__Work instructions__. Locate every line of the material containing the string "blue" and copy each one. Case counts.

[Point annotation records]
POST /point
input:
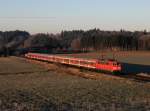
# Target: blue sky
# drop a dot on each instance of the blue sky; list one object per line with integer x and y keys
{"x": 53, "y": 16}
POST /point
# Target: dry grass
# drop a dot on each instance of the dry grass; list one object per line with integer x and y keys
{"x": 53, "y": 90}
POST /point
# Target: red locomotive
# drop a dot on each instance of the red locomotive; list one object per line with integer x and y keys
{"x": 101, "y": 65}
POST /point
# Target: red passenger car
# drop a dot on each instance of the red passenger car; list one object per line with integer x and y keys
{"x": 101, "y": 65}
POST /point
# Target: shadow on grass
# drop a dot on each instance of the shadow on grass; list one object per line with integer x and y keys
{"x": 135, "y": 68}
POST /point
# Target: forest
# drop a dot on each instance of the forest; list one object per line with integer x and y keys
{"x": 19, "y": 42}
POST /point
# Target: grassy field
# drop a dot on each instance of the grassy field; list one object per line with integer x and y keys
{"x": 31, "y": 87}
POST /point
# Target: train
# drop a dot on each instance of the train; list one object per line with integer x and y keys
{"x": 102, "y": 65}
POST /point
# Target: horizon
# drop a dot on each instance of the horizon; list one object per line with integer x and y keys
{"x": 48, "y": 16}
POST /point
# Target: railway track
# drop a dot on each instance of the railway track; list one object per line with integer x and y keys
{"x": 90, "y": 74}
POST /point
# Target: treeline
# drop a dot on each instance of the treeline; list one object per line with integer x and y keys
{"x": 13, "y": 42}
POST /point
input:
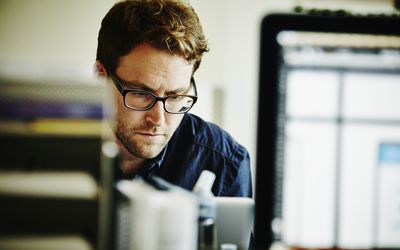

__Task result__.
# Target: blue sky
# drop a dot on each instance of the blue sky; list one object per line with integer x and y keys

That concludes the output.